### Exercise inputs
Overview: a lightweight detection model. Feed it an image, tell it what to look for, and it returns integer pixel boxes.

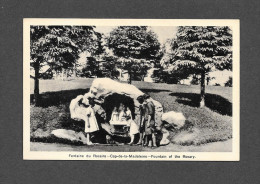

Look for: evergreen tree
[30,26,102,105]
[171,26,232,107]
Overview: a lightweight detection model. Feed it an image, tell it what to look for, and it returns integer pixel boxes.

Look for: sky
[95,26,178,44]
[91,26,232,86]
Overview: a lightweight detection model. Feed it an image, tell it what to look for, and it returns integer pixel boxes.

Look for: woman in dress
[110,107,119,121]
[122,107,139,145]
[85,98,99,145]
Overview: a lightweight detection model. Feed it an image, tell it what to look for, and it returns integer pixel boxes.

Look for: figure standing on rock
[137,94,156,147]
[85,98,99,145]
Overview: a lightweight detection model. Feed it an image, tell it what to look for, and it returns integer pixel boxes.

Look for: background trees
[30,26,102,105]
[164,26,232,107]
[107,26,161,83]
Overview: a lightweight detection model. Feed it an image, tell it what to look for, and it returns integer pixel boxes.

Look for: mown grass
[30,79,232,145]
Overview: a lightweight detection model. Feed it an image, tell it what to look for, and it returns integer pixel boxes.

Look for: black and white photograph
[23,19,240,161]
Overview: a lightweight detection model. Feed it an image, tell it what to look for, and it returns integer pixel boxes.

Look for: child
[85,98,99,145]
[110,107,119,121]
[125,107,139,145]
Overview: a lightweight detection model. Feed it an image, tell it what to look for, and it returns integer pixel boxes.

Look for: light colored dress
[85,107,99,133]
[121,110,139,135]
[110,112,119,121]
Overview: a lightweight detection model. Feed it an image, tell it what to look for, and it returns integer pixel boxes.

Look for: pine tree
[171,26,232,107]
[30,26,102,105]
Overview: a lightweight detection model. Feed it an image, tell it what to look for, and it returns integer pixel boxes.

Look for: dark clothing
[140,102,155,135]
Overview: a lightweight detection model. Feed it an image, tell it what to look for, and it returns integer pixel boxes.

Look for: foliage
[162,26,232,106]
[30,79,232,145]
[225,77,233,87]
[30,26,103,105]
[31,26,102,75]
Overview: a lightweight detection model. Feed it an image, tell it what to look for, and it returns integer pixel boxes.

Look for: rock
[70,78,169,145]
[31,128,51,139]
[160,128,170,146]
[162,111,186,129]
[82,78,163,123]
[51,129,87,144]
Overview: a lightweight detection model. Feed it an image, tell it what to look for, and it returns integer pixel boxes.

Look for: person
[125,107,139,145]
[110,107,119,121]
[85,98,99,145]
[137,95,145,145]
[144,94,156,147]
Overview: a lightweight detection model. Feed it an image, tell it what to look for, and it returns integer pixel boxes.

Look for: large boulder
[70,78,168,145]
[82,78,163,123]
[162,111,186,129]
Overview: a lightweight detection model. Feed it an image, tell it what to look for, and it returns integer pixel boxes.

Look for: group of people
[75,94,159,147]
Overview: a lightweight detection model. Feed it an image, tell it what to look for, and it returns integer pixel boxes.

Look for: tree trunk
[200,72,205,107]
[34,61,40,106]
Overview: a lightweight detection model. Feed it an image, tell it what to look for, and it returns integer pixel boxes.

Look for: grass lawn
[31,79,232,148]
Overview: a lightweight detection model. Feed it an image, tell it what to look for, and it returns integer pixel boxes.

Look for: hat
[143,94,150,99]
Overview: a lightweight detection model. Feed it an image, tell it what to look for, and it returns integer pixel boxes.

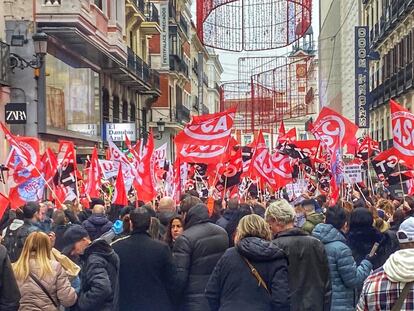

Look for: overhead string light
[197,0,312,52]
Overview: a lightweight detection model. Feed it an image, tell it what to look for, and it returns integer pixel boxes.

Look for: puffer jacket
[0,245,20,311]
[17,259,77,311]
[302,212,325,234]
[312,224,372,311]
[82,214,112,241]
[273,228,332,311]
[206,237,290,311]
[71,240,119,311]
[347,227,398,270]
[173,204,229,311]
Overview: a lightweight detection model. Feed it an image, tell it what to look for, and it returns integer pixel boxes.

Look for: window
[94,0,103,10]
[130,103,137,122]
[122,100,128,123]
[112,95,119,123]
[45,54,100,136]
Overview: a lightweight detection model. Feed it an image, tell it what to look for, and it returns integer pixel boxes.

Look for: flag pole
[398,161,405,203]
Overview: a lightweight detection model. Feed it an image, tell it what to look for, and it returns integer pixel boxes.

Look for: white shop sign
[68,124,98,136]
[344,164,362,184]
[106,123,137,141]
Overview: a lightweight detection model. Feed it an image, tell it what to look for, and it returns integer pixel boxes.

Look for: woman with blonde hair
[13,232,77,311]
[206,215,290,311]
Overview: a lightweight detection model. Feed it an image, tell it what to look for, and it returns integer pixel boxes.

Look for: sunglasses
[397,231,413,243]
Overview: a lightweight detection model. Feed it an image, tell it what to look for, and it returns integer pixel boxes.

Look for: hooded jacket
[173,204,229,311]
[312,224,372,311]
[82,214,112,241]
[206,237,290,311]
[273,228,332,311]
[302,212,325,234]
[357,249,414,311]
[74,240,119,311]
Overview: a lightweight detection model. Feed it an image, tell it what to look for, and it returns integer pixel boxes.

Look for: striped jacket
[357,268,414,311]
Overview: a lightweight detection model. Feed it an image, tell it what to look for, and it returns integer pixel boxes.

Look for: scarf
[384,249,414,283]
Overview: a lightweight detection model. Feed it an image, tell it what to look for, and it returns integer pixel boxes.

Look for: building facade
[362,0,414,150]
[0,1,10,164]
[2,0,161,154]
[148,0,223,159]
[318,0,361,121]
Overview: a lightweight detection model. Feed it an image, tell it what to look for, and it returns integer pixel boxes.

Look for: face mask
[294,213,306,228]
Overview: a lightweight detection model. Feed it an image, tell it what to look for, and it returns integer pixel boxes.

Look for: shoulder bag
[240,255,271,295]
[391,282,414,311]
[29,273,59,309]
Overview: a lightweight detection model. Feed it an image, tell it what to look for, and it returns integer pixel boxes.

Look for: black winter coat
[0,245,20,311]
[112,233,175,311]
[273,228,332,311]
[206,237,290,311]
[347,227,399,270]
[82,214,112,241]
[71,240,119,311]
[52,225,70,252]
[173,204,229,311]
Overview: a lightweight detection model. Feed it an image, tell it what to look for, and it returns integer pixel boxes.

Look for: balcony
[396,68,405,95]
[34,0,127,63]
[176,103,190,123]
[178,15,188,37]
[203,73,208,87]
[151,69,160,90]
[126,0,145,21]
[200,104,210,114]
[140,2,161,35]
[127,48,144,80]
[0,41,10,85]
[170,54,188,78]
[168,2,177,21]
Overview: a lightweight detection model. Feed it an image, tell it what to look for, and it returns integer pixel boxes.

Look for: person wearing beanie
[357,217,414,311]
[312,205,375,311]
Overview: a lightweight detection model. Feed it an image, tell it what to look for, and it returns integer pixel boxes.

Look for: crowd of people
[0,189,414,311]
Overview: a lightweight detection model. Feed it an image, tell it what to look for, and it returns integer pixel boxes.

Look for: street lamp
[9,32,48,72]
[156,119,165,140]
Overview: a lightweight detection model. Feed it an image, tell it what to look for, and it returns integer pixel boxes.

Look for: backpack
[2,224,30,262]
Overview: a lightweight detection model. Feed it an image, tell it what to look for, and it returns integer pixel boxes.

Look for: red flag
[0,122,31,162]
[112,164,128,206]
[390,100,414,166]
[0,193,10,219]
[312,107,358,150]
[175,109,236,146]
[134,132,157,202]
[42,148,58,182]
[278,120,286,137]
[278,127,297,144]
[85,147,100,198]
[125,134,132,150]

### Work instructions
Present each line of the listing above as a JSON list of strings, one string per line, with blank lines omitted. Leave the pictures out of the answer.

### Result of this exercise
[
  "Overview: a lightweight detection model. Feed it an image, tell it what to look for, and it returns integer pixel boxes.",
  "Look for: evergreen tree",
  "[30,26,102,105]",
  "[171,26,232,107]",
  "Overview: a lightweight detection model. Feed it an image, tell it what to look for, and it returns integer pixel boxes.",
  "Look for: sky",
  "[95,26,178,44]",
  "[91,26,232,86]",
  "Overview: a lightweight detection model. Feed it an image, tell it what to look for, and it returns integer pixel boxes.",
  "Look for: woman in dress",
  "[110,107,119,121]",
  "[122,107,139,145]",
  "[85,98,99,145]",
  "Overview: a lightweight detection model. Feed it an image, tell it what to look for, and it returns integer pixel boxes.",
  "Look for: figure standing on rock",
  "[137,94,156,147]",
  "[85,98,99,145]",
  "Overview: a lightweight detection model. Feed it an image, tell it what to look for, and it returns integer pixel boxes.",
  "Look for: background trees",
  "[30,26,102,105]",
  "[164,26,232,107]",
  "[107,26,161,83]",
  "Overview: a lightweight detection model. Feed it an image, tell it what to look for, and it returns integer pixel boxes.",
  "Look for: mown grass",
  "[30,79,232,145]",
  "Overview: a lightweight detection model. Feed it an image, tell it what to look for, and it returns integer pixel boxes.",
  "Look for: black and white photograph",
  "[23,19,240,161]",
  "Overview: a lightweight detection model. Feed it an image, tell it what to look for, and it returns integer pixel boxes.",
  "Look for: child",
  "[85,98,99,145]",
  "[110,107,119,121]",
  "[125,107,139,145]",
  "Overview: a lightweight detection model. Feed it an image, tell it what to look for, and it returns integer pixel boxes.",
  "Look for: light colored dress",
  "[85,107,99,133]",
  "[121,110,139,135]",
  "[110,112,119,121]",
  "Overview: a lightweight detection model. Feed it an image, tell it what to look for, and it returns integer pixel boxes.",
  "Look for: pine tree",
  "[171,26,232,107]",
  "[30,26,102,105]",
  "Overview: a lightweight detection model. Feed it an image, tell it what to look for, and it returns integer pixel boxes.",
  "Look for: dark clothing",
  "[140,102,155,135]",
  "Overview: a lightweight detection model. Feed it an image, tell it what to look for, and it returns integer pixel boxes.",
  "Look for: foliage",
  "[162,26,232,106]",
  "[30,79,232,145]",
  "[225,77,233,87]",
  "[30,26,103,105]",
  "[31,26,102,75]",
  "Overview: a lightweight detection model. Feed it an image, tell it what to look for, and it returns integer pixel boxes.",
  "Look for: rock",
  "[70,78,169,145]",
  "[31,128,51,139]",
  "[160,128,170,146]",
  "[162,111,186,129]",
  "[82,78,163,123]",
  "[51,129,87,144]",
  "Overview: a lightweight detection model. Feed it an image, tell it what to look for, and it returns integer pixel boxes.",
  "Look for: person",
  "[125,107,139,145]",
  "[110,107,119,121]",
  "[85,98,99,145]",
  "[137,95,145,145]",
  "[144,94,156,147]",
  "Overview: a lightweight detection model. Feed it an image, tell it what to look for, and it returns integer pixel boxes.",
  "Look for: large boulder",
  "[70,78,168,145]",
  "[82,78,163,123]",
  "[162,111,186,129]",
  "Overview: a lightweight detection model. Feed it an image, tell it what to look for, and it returns integer pixel boxes.",
  "Look for: group of people",
  "[75,94,159,147]",
  "Overview: a lightweight detection model. Feed it an image, tell it what to look for, and it returns integer pixel boxes.",
  "Look for: tree trunk",
  "[200,72,205,107]",
  "[34,61,40,106]",
  "Overview: a lightweight detection model. Feed it an image, tell it what to look for, and it returns integer pixel boxes.",
  "Look for: grass lawn",
  "[31,79,232,148]",
  "Overview: a lightweight detection model. Feed it an image, tell it what to look for, and it returns integer pixel boxes.",
  "Look for: hat",
  "[143,94,150,99]",
  "Overview: a lightweight detection model. Feed it an image, tell it what to look for, and it returns integer pixel boxes.",
  "Look for: overhead string light",
  "[197,0,312,52]",
  "Overview: a lightweight detection model. Feed it an image, tell it what to look for, and it returns integer pixel boxes.",
  "Look for: puffer jacket",
  "[0,245,20,311]",
  "[17,259,77,311]",
  "[302,212,325,234]",
  "[312,224,372,311]",
  "[82,214,112,241]",
  "[273,228,332,311]",
  "[206,237,290,311]",
  "[71,240,119,311]",
  "[347,227,398,270]",
  "[173,204,229,311]",
  "Overview: a lightweight detection model. Feed it an image, tell it what to look for, and it returns integer pixel boxes.",
  "Look for: window",
  "[94,0,103,10]",
  "[130,103,137,122]",
  "[122,100,128,123]",
  "[112,95,119,123]",
  "[45,54,100,136]",
  "Overview: a lightweight detection model. Feed it an image, tell it what to look for, and it returns integer pixel boxes.",
  "Look for: flag pole",
  "[398,161,405,203]",
  "Overview: a lightweight detection model. Feed it an image, tell it what to look for, and it returns integer pixel boxes.",
  "Look for: white shop sign",
  "[68,124,98,136]",
  "[344,164,362,184]",
  "[106,123,137,141]",
  "Overview: a lightweight detection model. Feed it an image, tell it what to look for, and it returns integer pixel boxes.",
  "Look for: woman with blonde hair",
  "[13,232,77,311]",
  "[206,215,290,311]",
  "Overview: a lightweight detection model. Feed it an image, tell it what to look for, and it returns integer pixel boxes.",
  "Look for: sunglasses",
  "[397,231,413,243]",
  "Overview: a lightweight detection model. Feed it an image, tell it what to look for, and it returns integer pixel boxes.",
  "Look for: hooded jacket",
  "[173,204,229,311]",
  "[312,224,372,311]",
  "[82,214,112,241]",
  "[206,237,290,311]",
  "[273,228,332,311]",
  "[302,212,325,234]",
  "[357,249,414,311]",
  "[74,240,119,311]",
  "Overview: a lightweight detection model. Feed it an image, tell it what to look for, and it returns integer pixel boxes.",
  "Look for: striped jacket",
  "[357,268,414,311]",
  "Overview: a lightweight detection model. Feed it an image, tell it what to look for, and it returns integer pixel boxes.",
  "Look for: scarf",
  "[384,249,414,283]",
  "Overview: a lightweight detection model. Feed it an image, tell it what to look for, and it returns integer pixel boxes.",
  "Look for: building facade",
  "[362,0,414,150]",
  "[0,1,10,164]",
  "[2,0,161,154]",
  "[148,0,223,159]",
  "[318,0,361,121]",
  "Overview: a lightweight detection model. Feed it an image, tell it what to look for, and it returns integer pixel boxes.",
  "Look for: face mask",
  "[294,213,306,228]",
  "Overview: a lightweight detection model. Feed it an image, tell it what to look for, and it returns integer pixel boxes.",
  "Look for: shoulder bag",
  "[240,255,271,295]",
  "[391,282,414,311]",
  "[29,273,59,309]",
  "Overview: a lightweight detection model. Feed it an image, tell it what to look for, and it returns integer pixel boxes.",
  "Look for: black winter coat",
  "[0,245,20,311]",
  "[112,233,175,311]",
  "[273,228,332,311]",
  "[206,237,290,311]",
  "[347,227,399,270]",
  "[82,214,112,241]",
  "[71,240,119,311]",
  "[52,225,70,252]",
  "[173,204,229,311]",
  "Overview: a lightweight detection model. Feed it an image, tell it what to look for, and it returns integer pixel boxes.",
  "Look for: balcony",
  "[396,68,405,95]",
  "[34,0,127,63]",
  "[176,103,190,123]",
  "[178,15,188,37]",
  "[203,73,208,87]",
  "[151,69,160,90]",
  "[126,0,145,21]",
  "[200,104,210,114]",
  "[140,2,161,35]",
  "[127,48,144,80]",
  "[0,41,10,85]",
  "[170,54,188,78]",
  "[168,2,177,21]",
  "Overview: a lightweight detection model. Feed it an image, tell it what to look for, and it returns integer pixel boxes.",
  "Look for: person wearing beanie",
  "[357,217,414,311]",
  "[312,205,375,311]",
  "Overview: a lightweight detection model. Feed it an image, tell it what to look for, and it returns integer pixel boxes.",
  "Look for: crowd of people",
  "[0,189,414,311]",
  "Overview: a lightweight detection model. Feed it an image, tell it what to look for, and it returns integer pixel boxes.",
  "Look for: street lamp",
  "[9,32,48,72]",
  "[156,119,165,140]",
  "Overview: a lightweight detection model. Feed it an image, tell it what to look for, and it returns integer pixel boxes.",
  "Look for: backpack",
  "[2,224,30,262]",
  "Overview: a lightweight detection model. Feed it an image, tell it what to look for, and it returns integer pixel boxes.",
  "Look for: red flag",
  "[0,122,31,162]",
  "[112,164,128,206]",
  "[390,100,414,166]",
  "[0,193,10,219]",
  "[312,107,358,150]",
  "[175,109,236,146]",
  "[134,132,157,202]",
  "[42,148,58,182]",
  "[278,120,286,137]",
  "[278,127,297,144]",
  "[85,147,100,198]",
  "[125,134,132,150]"
]